Required task 1:
According to the flamme ingestor documentation, which function receives the additional keyword arguments passed to CsvIngestor?

Provided text:
[Start]
Skip to content

ingestor

flamme.ingestor

Contain data ingestors.

flamme.ingestor.BaseIngestor

Bases: ABC

Define the base class to implement a DataFrame ingestor.

Example usage:

>>> from flamme.ingestor import ParquetIngestor
>>> ingestor = ParquetIngestor(path="/path/to/frame.parquet")
>>> ingestor
ParquetIngestor(path=/path/to/frame.parquet)
>>> frame = ingestor.ingest()  # doctest: +SKIP

flamme.ingestor.BaseIngestor.ingest

ingest() -> DataFrame

Ingest a DataFrame.

Returns:

Type Description
DataFrame

The ingested DataFrame.

Example usage:

>>> from flamme.ingestor import ParquetIngestor
>>> ingestor = ParquetIngestor(path="/path/to/frame.parquet")
>>> frame = ingestor.ingest()  # doctest: +SKIP

flamme.ingestor.ClickHouseIngestor

Bases: BaseIngestor

Implement a clickhouse DataFrame ingestor.

Parameters:

Name Type Description Default
query str

The query to get the data.

required
client Client | dict

The clickhouse client or its configuration. Please check the documentation of clickhouse_connect.get_client to get more information.

required

Example usage:

>>> from flamme.ingestor import ClickHouseIngestor
>>> import clickhouse_connect
>>> client = clickhouse_connect.get_client()  # doctest: +SKIP
>>> ingestor = ClickHouseIngestor(query="", client=client)  # doctest: +SKIP
>>> frame = ingestor.ingest()  # doctest: +SKIP

flamme.ingestor.CsvIngestor

Bases: BaseIngestor

Implement a CSV DataFrame ingestor.

Parameters:

Name Type Description Default
path Path | str

The path to the CSV file to ingest.

required
**kwargs Any

Additional keyword arguments for pandas.read_csv.

{}

Example usage:

>>> from flamme.ingestor import ParquetIngestor
>>> ingestor = ParquetIngestor(path="/path/to/frame.csv")
>>> ingestor
ParquetIngestor(path=/path/to/frame.csv)
>>> frame = ingestor.ingest()  # doctest: +SKIP

flamme.ingestor.Ingestor

Bases: BaseIngestor

Implement a simple DataFrame ingestor.

Parameters:

Name Type Description Default
frame DataFrame

The DataFrame to ingest.
[End]
Source data:
[Start]
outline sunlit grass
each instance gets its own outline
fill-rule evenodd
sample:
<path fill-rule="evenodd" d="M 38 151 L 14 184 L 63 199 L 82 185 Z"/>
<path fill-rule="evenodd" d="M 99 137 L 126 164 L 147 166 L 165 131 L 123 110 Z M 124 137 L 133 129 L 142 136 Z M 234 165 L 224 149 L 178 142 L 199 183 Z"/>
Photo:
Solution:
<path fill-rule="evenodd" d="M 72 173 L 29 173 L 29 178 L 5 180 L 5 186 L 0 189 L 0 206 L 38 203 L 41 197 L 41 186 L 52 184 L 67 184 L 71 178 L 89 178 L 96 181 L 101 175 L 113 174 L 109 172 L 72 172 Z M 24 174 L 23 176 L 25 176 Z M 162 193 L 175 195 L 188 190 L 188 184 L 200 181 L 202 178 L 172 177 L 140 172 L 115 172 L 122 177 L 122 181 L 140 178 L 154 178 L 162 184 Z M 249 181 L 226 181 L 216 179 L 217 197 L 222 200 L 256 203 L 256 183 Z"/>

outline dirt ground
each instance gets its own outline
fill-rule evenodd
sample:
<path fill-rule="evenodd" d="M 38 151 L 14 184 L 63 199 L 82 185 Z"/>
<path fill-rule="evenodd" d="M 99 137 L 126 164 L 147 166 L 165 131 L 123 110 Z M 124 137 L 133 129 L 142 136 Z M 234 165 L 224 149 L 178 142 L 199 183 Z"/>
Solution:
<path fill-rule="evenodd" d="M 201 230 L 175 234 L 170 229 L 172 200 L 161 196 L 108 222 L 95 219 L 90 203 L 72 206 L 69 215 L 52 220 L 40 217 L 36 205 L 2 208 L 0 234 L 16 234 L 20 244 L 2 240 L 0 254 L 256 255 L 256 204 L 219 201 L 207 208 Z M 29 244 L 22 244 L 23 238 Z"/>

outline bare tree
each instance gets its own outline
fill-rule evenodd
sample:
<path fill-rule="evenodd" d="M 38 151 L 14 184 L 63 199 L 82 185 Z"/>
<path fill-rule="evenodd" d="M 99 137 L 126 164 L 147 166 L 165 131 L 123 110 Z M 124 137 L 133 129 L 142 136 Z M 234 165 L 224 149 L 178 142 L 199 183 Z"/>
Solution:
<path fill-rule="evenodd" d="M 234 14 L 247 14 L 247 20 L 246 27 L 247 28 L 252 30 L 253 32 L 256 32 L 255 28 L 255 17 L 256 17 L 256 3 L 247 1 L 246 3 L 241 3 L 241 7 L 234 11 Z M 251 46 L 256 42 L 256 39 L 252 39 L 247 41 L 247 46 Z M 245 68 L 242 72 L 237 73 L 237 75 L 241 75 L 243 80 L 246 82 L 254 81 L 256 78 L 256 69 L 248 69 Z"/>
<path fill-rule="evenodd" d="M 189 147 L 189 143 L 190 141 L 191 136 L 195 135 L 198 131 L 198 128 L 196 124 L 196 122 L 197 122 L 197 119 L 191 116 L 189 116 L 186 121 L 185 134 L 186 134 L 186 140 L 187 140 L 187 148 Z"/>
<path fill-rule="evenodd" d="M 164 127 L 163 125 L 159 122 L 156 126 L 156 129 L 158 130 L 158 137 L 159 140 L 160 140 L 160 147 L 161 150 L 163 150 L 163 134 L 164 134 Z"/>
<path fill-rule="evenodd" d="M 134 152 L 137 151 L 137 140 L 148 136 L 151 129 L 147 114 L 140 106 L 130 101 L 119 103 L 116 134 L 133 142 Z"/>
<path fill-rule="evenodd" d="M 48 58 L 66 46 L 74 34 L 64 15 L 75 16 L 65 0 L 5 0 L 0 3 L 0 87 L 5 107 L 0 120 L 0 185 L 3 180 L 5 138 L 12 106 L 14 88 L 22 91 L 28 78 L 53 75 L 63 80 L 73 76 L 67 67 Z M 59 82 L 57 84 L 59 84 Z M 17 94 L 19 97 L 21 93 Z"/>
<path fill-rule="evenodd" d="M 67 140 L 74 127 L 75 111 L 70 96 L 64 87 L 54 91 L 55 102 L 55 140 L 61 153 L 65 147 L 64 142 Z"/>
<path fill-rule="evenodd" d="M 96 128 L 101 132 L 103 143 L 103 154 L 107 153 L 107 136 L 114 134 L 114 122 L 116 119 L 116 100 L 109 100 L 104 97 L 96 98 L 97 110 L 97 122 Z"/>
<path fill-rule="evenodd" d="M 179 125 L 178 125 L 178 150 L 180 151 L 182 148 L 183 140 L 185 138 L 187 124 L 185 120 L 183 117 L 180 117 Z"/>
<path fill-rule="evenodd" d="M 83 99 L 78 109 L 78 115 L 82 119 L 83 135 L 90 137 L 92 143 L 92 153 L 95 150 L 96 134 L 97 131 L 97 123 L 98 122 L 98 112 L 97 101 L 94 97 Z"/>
[End]
Required task 2:
Lay out the rows starting at the line containing "outline dirt ground" and ending at the line containing "201 230 L 175" as a two-column CSV with columns request and outline. Give one line per row, put each field in double quotes, and replace line breaks with spaces.

Task result 1:
pandas.read_csv

Task result 2:
request,outline
"outline dirt ground each instance gets its own outline fill-rule evenodd sample: <path fill-rule=""evenodd"" d=""M 38 151 L 14 184 L 63 199 L 82 185 Z""/> <path fill-rule=""evenodd"" d=""M 99 137 L 126 164 L 147 166 L 165 131 L 123 110 Z M 124 137 L 133 129 L 142 136 Z M 234 165 L 224 149 L 178 142 L 199 183 Z""/> Solution:","<path fill-rule=""evenodd"" d=""M 201 230 L 175 234 L 170 229 L 172 200 L 161 196 L 108 222 L 95 219 L 90 203 L 72 206 L 69 215 L 52 220 L 40 217 L 36 205 L 2 208 L 0 234 L 16 234 L 20 244 L 2 240 L 0 254 L 256 255 L 256 204 L 219 201 L 207 208 Z M 29 244 L 22 244 L 23 238 Z""/>"